PROVIDED TEXT:
** begin **

By this point, we had donned rain jackets and were trying to weather a literal storm that had altered the experience from downright beautiful to legitimately sinister. Four to five hours in, the temperatures began to plummet, and a few minutes of cautionary precipitation soon cascaded into torrential rain that stopped just short of turning to snow. As our bodies cooled, we found ourselves knee deep in one of the countless swamps we passed through during the first day, and as the rains steadily thickened the thunder and lightning rolled in, flashing and booming directly above us as we fought our way through 33 degree water, slowed by the swamps’ tussocks that for whatever reason had held thick layers of snow and ice whereas the rest of the course had let them go. We grimaced and tried not to think about how well lightning and water mix.

By the time we paused to strategize the last hours of the race and our return to base, John and I were chilled, and Abby might has well have been living in an icebox. I scanned the maps, did some quick distance estimates, and threw out the plan. No way we were getting to the best case scenario from that morning, but we could still take a shot at the points in the northeastern most quadrant. We would have to move, and we didn’t have much room for error, but I felt like we had a chance, and we could always bail on one or two of the six intended points if we needed to.

Off we went, I think all of us a bit low mentally and Abby especially unsure of the plan we


There was some snow…sometimes…

were pursuing. The first leg of this final push took us along the edge of a landfill. Unique experience, traveling along the border of a dump with trash and polluted water covering the ground.

“Inspired checkpoint,” I said at one point as Abby silently followed along and John grunted, all of us trying to breathe around the putrid smell of rotting garbage. It felt like it took ages to move beyond the landfill, but we found the control and moved on. We made good work of the next two controls. And then we had our chance to adjust. We still had an hour on the clock, and I felt like we had the time to bag two of the three remaining controls. Looking at the map, I decided we would nab the first of the controls and continue on for a lower value control just north of this first one. There was a mapped trail network we could pick up which would allow us to make quick work of the second control and dump us onto a road that would take us straight into the Inn.

Well, I probably should have changed my mind since we had bobbled that first control. It was our first slip all day, but we still managed to find the control in decent time, and I felt there was time. The trail network was a mere 100-200 meters away and then we could run the rest. We still had a good 45 minutes or so. So off we went.

And we didn’t find the trail.

We did find some orange flagging that clearly marked a little used route of travel. Must be the trail, I thought. We followed it. And then lost it.

By this point, it felt like the wheels were starting to loosen, but if we just moved and trusted the compass, we still might end up figuring it out. Alas, the happy ending I was now desperately trying to will upon us was not meant to be.

After several more minutes of wandering, I pulled the plug. I took us north, hoping to pick up the trail, convinced we had overshot the point and drifted west. We found a trail, though by this point nothing felt quite right. Regardless, it was time to run and it was clear to me that we would be cutting it very close.

** end **

EXCERPTED RECORDS:

** begin **

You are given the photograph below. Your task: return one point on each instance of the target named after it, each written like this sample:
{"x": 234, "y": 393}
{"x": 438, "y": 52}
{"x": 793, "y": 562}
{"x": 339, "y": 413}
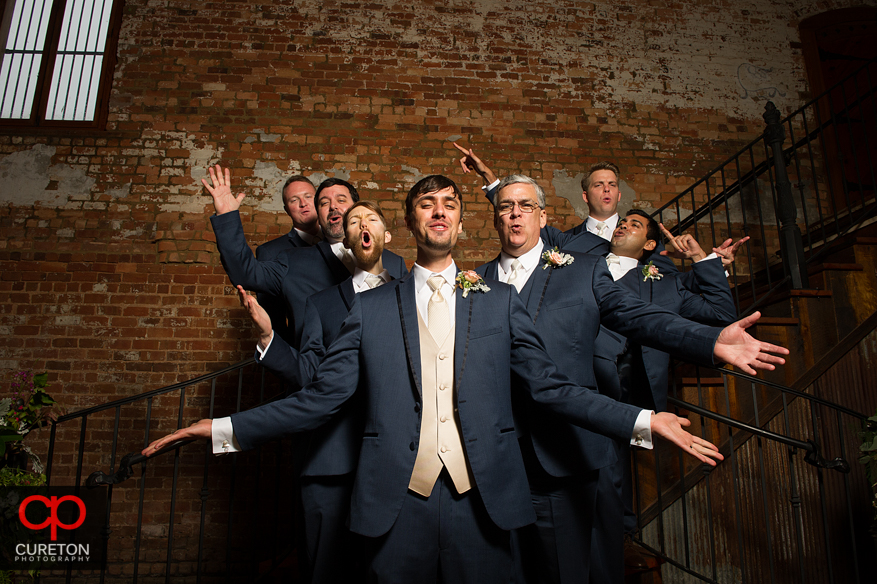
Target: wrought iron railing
{"x": 763, "y": 515}
{"x": 185, "y": 514}
{"x": 791, "y": 200}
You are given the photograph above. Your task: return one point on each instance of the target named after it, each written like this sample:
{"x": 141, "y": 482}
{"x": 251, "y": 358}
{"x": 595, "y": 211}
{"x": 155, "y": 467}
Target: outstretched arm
{"x": 469, "y": 162}
{"x": 683, "y": 247}
{"x": 220, "y": 189}
{"x": 738, "y": 348}
{"x": 202, "y": 429}
{"x": 670, "y": 427}
{"x": 727, "y": 251}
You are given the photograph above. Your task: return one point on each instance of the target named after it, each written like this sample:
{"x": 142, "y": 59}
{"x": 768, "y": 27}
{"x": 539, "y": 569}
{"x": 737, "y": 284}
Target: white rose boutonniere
{"x": 470, "y": 281}
{"x": 555, "y": 258}
{"x": 650, "y": 272}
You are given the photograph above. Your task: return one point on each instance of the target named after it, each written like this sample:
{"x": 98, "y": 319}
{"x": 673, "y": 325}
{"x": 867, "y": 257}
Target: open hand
{"x": 223, "y": 200}
{"x": 738, "y": 348}
{"x": 669, "y": 427}
{"x": 684, "y": 247}
{"x": 470, "y": 162}
{"x": 199, "y": 430}
{"x": 728, "y": 252}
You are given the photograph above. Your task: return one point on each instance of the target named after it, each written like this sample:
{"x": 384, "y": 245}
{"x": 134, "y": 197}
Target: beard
{"x": 368, "y": 256}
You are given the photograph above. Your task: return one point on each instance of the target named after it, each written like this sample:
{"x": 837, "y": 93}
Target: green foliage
{"x": 869, "y": 456}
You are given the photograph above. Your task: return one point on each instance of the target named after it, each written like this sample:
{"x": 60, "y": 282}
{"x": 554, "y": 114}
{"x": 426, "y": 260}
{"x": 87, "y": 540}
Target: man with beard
{"x": 301, "y": 272}
{"x": 440, "y": 479}
{"x": 330, "y": 451}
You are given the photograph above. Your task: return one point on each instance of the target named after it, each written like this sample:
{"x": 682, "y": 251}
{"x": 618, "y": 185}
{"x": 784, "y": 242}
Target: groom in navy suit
{"x": 298, "y": 273}
{"x": 441, "y": 479}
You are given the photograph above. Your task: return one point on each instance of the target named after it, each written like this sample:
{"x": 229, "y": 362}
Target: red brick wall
{"x": 108, "y": 264}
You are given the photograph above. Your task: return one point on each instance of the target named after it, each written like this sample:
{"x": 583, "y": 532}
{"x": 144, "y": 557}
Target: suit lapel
{"x": 462, "y": 322}
{"x": 338, "y": 269}
{"x": 534, "y": 291}
{"x": 347, "y": 292}
{"x": 406, "y": 299}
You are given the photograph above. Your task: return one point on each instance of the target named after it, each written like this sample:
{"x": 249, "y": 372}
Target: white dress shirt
{"x": 306, "y": 237}
{"x": 611, "y": 224}
{"x": 422, "y": 291}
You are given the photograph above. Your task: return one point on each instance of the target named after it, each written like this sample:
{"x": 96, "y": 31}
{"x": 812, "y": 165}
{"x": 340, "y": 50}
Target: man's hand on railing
{"x": 682, "y": 247}
{"x": 738, "y": 348}
{"x": 669, "y": 427}
{"x": 202, "y": 429}
{"x": 727, "y": 252}
{"x": 470, "y": 162}
{"x": 259, "y": 316}
{"x": 223, "y": 199}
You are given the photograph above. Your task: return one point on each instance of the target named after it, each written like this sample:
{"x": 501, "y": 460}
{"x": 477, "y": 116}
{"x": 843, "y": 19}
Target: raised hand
{"x": 738, "y": 348}
{"x": 223, "y": 199}
{"x": 684, "y": 247}
{"x": 728, "y": 252}
{"x": 669, "y": 427}
{"x": 259, "y": 316}
{"x": 199, "y": 430}
{"x": 470, "y": 162}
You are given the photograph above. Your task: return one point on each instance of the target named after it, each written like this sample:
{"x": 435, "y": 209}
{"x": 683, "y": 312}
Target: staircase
{"x": 790, "y": 503}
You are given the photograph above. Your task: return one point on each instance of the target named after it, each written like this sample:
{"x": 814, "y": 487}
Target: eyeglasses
{"x": 524, "y": 206}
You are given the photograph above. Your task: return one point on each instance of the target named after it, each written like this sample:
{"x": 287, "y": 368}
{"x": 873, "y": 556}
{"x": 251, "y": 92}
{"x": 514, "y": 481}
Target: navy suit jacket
{"x": 295, "y": 275}
{"x": 378, "y": 351}
{"x": 274, "y": 305}
{"x": 713, "y": 305}
{"x": 333, "y": 448}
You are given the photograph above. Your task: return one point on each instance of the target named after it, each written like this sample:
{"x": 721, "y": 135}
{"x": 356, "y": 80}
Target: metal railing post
{"x": 791, "y": 241}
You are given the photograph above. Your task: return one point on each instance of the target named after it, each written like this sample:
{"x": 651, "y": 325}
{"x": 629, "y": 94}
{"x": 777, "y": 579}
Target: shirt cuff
{"x": 491, "y": 186}
{"x": 223, "y": 436}
{"x": 260, "y": 352}
{"x": 642, "y": 430}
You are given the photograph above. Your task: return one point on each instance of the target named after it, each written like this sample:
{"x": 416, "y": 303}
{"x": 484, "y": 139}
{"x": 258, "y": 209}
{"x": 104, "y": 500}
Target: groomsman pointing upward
{"x": 441, "y": 480}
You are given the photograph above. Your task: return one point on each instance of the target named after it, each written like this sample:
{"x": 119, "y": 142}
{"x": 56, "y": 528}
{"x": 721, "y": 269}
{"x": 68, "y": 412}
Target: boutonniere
{"x": 470, "y": 281}
{"x": 556, "y": 258}
{"x": 650, "y": 272}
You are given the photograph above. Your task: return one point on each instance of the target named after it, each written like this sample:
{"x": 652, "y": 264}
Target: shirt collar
{"x": 359, "y": 276}
{"x": 306, "y": 237}
{"x": 528, "y": 260}
{"x": 611, "y": 223}
{"x": 421, "y": 275}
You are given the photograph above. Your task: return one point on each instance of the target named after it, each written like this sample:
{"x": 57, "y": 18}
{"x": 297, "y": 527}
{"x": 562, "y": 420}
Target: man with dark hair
{"x": 567, "y": 301}
{"x": 301, "y": 272}
{"x": 330, "y": 452}
{"x": 298, "y": 202}
{"x": 635, "y": 373}
{"x": 440, "y": 478}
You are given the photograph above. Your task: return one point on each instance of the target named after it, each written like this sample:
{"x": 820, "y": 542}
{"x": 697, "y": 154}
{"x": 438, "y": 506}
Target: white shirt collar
{"x": 611, "y": 224}
{"x": 306, "y": 237}
{"x": 528, "y": 260}
{"x": 359, "y": 276}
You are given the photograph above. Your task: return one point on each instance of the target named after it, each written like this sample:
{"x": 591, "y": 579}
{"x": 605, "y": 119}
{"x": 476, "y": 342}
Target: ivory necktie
{"x": 437, "y": 310}
{"x": 373, "y": 280}
{"x": 516, "y": 278}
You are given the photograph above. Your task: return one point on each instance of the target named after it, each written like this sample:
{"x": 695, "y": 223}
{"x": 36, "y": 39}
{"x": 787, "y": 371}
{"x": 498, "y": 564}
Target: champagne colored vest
{"x": 441, "y": 442}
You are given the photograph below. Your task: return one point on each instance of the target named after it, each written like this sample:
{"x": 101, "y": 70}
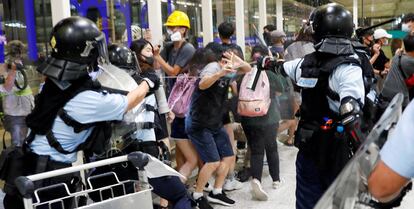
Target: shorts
{"x": 211, "y": 145}
{"x": 178, "y": 129}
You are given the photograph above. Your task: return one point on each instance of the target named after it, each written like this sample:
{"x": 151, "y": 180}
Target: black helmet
{"x": 76, "y": 43}
{"x": 331, "y": 20}
{"x": 122, "y": 57}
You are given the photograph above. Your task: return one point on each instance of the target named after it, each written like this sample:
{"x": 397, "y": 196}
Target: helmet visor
{"x": 102, "y": 47}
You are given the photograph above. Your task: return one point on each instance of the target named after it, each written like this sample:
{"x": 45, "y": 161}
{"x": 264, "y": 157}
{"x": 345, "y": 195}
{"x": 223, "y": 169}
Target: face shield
{"x": 100, "y": 45}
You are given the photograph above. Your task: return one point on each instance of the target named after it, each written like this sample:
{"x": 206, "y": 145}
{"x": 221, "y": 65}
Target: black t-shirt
{"x": 379, "y": 63}
{"x": 207, "y": 106}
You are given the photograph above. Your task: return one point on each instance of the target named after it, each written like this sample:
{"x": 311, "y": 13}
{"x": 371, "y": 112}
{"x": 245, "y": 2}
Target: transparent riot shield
{"x": 115, "y": 78}
{"x": 350, "y": 190}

** end **

TASKS AND EXERCISES:
a) In the race account, how cold was the swamp water the team fought through during the storm?
b) Carry on the race account from the point where it stops.

THE RESULTS:
a) It was 33 degree water.

b)
When we popped out on the road, we discovered two more significant problems

  • Abby’s asthma was raging, and she was in bad shape. The cold had decimated her lungs and she was struggling to breathe. We weren’t going to be able to move as fast as we’d need to.
  • But that didn’t really matter, because we had only 20-25 minutes or so to cover about six or seven kilometers…and that was a big kick in the gut for me. Nearly two hours before, during my quick study of distances and the map, I had done my math. And it was wrong. I had not lined up the finish properly, and the way my map was folded, I wasn’t able to see it during the last two hours. I THOUGHT I knew where it was, and I THOUGHT my plan was safe. Maybe a bit risky, but 20-25 minutes to do a quick run back to the finish was reasonable if the distance was 3-4 km. No fun, but doable. Alas, my heart stopped when John told me it was twice as far back as I thought.

So, the wheels were now fully off, rolling away down the road toward the far-off finish. We set off grimly, Abby ready to leave me in East Pharsalia, I think, but mostly just focused on surviving. Thankfully we found ourselves further south than I expected on the road, confirming that something went terribly wrong on that last checkpoint despite my paying attention to the compass. Still, it was a long, cold, mentally exhausting slog back to base.

We rolled in 20 minutes late. Abby collapsed next to a heater and convulsed for half an hour. Had we bailed after the last found control or when things started to go south, we might have still made it back in time despite the added distance, but now we were faced with a one hour penalty for day two. And we didn’t even find the damned control to justify the penalty. Somehow, we discovered we had scored the most points for Day 1, but not by a wide margin. Jason and Lawrence of Untamed New England and Frank Boscoe and his teammate Tom Rycroft were not too far back either. With the lost hour we figured we had no chance to hold them both off for the overall win.

At least we got to sleep in.

Day 2: Magnetic swamps?

Well, John slept in, I think. A four month old will do that to you. Abby and I still woke up before our alarm despite staying up late to dot-watch Godzone. After a casual morning in the Super 8, we rolled into the start to find Barb and Mark waiting. Everyone else had set off into the woods an hour before.

Thankfully the rains had stopped, but Day 2 would present a typical Snowgaine day: snow flurries, sub-freezing temperatures all day, and there were even a couple of inches of fresh snow here and there from an overnight snowfall. The night before we had studied the maps very closely, exploring several different options, hoping to dial in our plan to maximize our seven hours and hoping that it would be enough to at least allow for a respectable finish.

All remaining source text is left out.